> [Exercise directions]: What you print must match the data line for line.

> [Data]:
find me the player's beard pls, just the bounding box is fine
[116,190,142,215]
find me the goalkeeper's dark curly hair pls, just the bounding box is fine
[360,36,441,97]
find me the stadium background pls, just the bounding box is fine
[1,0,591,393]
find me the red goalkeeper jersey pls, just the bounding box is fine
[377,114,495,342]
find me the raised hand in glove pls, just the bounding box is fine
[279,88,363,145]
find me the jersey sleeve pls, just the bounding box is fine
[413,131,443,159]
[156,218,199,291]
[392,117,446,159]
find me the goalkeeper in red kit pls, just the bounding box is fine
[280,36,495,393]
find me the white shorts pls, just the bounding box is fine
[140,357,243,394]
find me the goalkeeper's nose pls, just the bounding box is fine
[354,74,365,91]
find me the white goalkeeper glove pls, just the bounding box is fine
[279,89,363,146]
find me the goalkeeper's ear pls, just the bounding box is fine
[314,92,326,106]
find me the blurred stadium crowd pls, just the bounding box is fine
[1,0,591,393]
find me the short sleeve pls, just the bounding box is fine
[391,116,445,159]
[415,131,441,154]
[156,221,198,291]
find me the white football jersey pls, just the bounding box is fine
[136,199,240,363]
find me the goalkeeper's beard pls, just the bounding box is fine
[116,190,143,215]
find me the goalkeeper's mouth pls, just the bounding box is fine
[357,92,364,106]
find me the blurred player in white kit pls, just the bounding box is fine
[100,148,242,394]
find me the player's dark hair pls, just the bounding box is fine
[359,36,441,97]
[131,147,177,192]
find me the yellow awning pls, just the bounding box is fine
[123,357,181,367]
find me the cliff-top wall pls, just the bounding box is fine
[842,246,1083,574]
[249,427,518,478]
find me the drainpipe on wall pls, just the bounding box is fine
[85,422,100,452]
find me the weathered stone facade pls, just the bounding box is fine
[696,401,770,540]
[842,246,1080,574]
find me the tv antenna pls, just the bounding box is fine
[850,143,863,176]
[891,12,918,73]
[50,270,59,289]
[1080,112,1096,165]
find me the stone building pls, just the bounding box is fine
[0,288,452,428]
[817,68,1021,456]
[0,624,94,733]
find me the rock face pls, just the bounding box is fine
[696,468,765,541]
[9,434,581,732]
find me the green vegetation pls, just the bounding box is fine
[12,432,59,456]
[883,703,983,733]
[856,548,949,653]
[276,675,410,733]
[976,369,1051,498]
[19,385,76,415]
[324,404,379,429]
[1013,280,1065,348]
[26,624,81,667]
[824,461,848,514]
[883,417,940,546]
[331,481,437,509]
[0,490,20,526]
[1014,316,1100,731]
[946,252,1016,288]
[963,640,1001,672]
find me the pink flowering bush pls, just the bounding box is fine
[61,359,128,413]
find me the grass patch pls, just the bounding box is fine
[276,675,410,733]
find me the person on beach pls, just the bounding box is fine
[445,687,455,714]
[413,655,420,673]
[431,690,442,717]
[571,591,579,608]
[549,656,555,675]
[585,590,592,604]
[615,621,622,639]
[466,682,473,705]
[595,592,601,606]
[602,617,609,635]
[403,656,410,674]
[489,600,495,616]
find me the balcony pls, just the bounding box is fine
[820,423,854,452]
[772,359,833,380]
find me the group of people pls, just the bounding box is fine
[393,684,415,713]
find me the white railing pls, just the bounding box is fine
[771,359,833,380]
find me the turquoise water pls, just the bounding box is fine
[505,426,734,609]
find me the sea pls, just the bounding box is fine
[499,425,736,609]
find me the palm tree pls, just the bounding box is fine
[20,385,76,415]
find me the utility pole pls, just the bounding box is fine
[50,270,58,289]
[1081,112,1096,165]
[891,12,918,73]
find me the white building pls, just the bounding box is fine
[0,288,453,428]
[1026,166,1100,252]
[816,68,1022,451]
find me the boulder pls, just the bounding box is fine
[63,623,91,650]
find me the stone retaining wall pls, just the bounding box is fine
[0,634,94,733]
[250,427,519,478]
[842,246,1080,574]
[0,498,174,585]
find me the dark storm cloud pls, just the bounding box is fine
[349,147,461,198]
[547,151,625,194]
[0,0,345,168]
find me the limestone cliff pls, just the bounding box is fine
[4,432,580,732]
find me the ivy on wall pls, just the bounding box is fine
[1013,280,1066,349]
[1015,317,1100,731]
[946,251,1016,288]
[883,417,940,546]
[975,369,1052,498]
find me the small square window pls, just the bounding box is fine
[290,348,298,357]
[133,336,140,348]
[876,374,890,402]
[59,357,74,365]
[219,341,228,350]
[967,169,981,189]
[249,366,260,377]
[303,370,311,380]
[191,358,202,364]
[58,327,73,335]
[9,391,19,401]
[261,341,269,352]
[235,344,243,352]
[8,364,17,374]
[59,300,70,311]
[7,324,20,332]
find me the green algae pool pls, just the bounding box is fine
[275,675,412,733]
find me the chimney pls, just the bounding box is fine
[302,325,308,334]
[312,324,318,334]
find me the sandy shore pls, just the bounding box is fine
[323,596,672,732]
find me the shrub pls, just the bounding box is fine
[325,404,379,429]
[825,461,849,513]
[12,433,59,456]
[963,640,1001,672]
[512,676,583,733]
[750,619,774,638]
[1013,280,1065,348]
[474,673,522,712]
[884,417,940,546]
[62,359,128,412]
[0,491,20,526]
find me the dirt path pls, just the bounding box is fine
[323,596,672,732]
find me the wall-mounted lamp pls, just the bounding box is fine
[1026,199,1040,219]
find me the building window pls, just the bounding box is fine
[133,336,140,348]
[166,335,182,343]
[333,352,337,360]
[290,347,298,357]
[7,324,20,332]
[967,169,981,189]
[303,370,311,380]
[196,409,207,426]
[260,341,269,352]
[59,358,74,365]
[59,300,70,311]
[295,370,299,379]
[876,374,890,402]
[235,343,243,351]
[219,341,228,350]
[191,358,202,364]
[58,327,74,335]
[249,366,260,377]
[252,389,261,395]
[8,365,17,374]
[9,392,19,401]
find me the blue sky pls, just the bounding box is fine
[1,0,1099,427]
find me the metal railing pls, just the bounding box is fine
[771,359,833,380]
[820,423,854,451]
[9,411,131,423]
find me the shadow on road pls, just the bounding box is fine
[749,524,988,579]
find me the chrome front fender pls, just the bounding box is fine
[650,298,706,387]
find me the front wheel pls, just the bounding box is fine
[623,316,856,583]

> [Result]:
find me the player's beard pls, just the bounding box is fine
[116,190,142,215]
find me the goalkeeper's dark curly hair pls, just the bounding box is fine
[360,36,441,97]
find me the stadium background pls, just the bounding box is fine
[1,0,591,393]
find me the red goalkeeper jersey pls, just the bounding box is fine
[377,114,495,342]
find me the raised hand in glove pls, just the bounding box is fine
[279,88,363,145]
find me the jersey sleeve pls, just the bounding box is fine
[413,131,443,159]
[156,218,199,291]
[392,117,446,159]
find me the goalkeeper in red kit pls, just the bounding box is fine
[280,36,495,393]
find me the white shorts pls, just the bounding box is fine
[140,357,243,394]
find me the goalkeeper's nose pls, just the bounding box is fine
[354,74,365,91]
find me the white goalkeeper glove pls, just the bounding box is fine
[279,89,363,146]
find me the goalkeeper's ear pls, just the bounding box is fine
[314,92,326,106]
find me the blurred stadium crowd pls, just the bounding box is fine
[1,0,591,393]
find me the short sleeve pls, just the bounding box is fine
[391,116,445,159]
[415,131,441,154]
[156,221,198,291]
find me the white football jersey pls, just the bounding box is fine
[136,199,240,363]
find me the goalkeeper's beard pls, just the bounding box is fine
[116,190,143,215]
find me the goalkeeper's mouth pls, just the bounding box is fine
[357,92,364,106]
find me the blurred player in white kit pls, just the bounding box is fine
[100,148,242,394]
find me the player's dark hair pls, just the bounding box is fine
[359,36,441,97]
[131,147,177,192]
find me the yellow awning pls, just the bounding box is fine
[123,357,181,367]
find me the cliff-top wall pls, just the bounding box is fine
[842,246,1083,574]
[249,427,518,478]
find me the drainpipe on wall pls, just the bounding box is fine
[85,422,100,452]
find me the weathered stone facade pls, just the bounding box is fine
[696,401,770,540]
[842,246,1080,574]
find me the tv antenna pls, just the bounding box is fine
[850,143,863,176]
[891,12,918,73]
[50,270,59,289]
[1080,112,1096,165]
find me the stone building pls, just the bounding box is fine
[0,288,452,428]
[817,68,1021,456]
[0,624,94,733]
find me the rock face pls, just the bounding box is fine
[696,468,765,541]
[9,434,581,732]
find me the green vegetation pls, just the bounding box is fine
[12,432,59,456]
[883,703,983,733]
[856,548,949,653]
[276,675,410,733]
[976,369,1051,498]
[19,385,76,415]
[324,404,379,429]
[1013,280,1065,348]
[26,624,81,667]
[824,461,848,514]
[883,417,940,546]
[331,481,437,509]
[0,490,20,526]
[1014,316,1100,731]
[946,252,1016,288]
[963,640,1001,672]
find me the pink flowering bush pls, just the bounding box is fine
[61,359,128,413]
find me the grass patch pls, just the bounding box is fine
[276,675,410,733]
find me the person on beach pls, just the bounding box is fine
[445,687,455,714]
[413,655,420,673]
[431,690,442,717]
[571,591,579,608]
[549,656,555,675]
[585,590,592,604]
[615,621,622,639]
[466,682,473,705]
[595,592,601,606]
[602,617,609,635]
[403,656,410,674]
[489,600,495,616]
find me the balcony pls, just the bounding box is fine
[820,423,854,452]
[772,359,833,380]
find me the group of people pls, just the bounding box is fine
[393,684,415,713]
find me the white railing pls, just the bounding box is fine
[771,359,833,380]
find me the turquoise water pls, just the bounding box is fine
[505,426,734,609]
find me the sea pls, just the bounding box is fine
[499,425,736,609]
find me the palm tree pls, just the bounding box is fine
[20,385,76,415]
find me the utility pole pls, just the bounding box is fine
[50,270,58,289]
[1081,112,1096,165]
[891,12,918,73]
find me the white building pls, just the bounding box is fine
[0,288,453,428]
[1026,166,1100,252]
[816,68,1022,451]
find me the boulder pls, just the bounding box is fine
[63,623,91,650]
find me the stone retaining wall pls, just the bounding box is fine
[0,634,94,733]
[250,427,519,478]
[842,246,1080,574]
[0,498,174,585]
find me the dark storm cloud pls, just the bounding box is fine
[349,147,461,198]
[547,151,625,194]
[0,0,345,168]
find me the limestone cliff pls, just the bounding box is fine
[4,432,580,732]
find me the ivy on wall pls, just the bounding box is fine
[1013,280,1066,349]
[1015,317,1100,731]
[946,251,1016,288]
[883,417,940,546]
[975,369,1052,498]
find me the small square window pls, just the bounding box is fine
[290,348,298,357]
[133,336,140,348]
[876,374,890,402]
[59,357,74,365]
[219,341,228,350]
[967,169,981,189]
[249,366,260,377]
[303,370,311,380]
[191,358,202,364]
[58,327,73,335]
[9,391,19,401]
[261,341,269,352]
[235,344,243,352]
[8,364,17,374]
[59,300,70,311]
[7,324,20,332]
find me the green algae pool pls, just the bounding box is fine
[275,675,412,733]
find me the chimney pls, just the bounding box is fine
[302,325,308,334]
[312,324,318,334]
find me the sandy shore pls, just the bounding box is fine
[323,596,672,732]
find me the shrub pls, just the bounding box is fine
[325,404,379,429]
[825,461,849,513]
[12,433,59,456]
[963,640,1001,672]
[512,676,583,733]
[750,619,774,638]
[1013,280,1065,348]
[474,673,522,712]
[884,417,940,546]
[62,359,128,412]
[0,491,20,526]
find me the dirt path pls, just the bounding box is fine
[323,596,672,732]
find me the wall-mounted lamp pls, just the bounding box is fine
[1026,199,1040,219]
find me the building window pls, just the bounding box is fine
[133,336,140,348]
[166,335,182,343]
[333,352,337,360]
[290,347,298,357]
[7,324,20,332]
[967,169,981,189]
[303,370,311,380]
[196,409,207,426]
[260,341,269,352]
[59,358,74,365]
[59,300,70,311]
[295,370,299,379]
[876,374,890,402]
[235,343,243,351]
[219,341,228,350]
[191,358,202,364]
[58,327,74,335]
[249,366,260,377]
[252,389,261,395]
[8,365,17,374]
[9,392,19,401]
find me the blue sky pls, just the bounding box is fine
[1,0,1099,427]
find me the metal railing pls, just the bounding box is fine
[771,359,833,380]
[820,423,854,451]
[9,411,131,423]
find me the shadow on road pls, just the bounding box is fine
[749,524,988,579]
find me the chrome front fender pls, just the bounding box is fine
[650,298,706,387]
find me the front wheel pls, just the bounding box is fine
[623,316,856,583]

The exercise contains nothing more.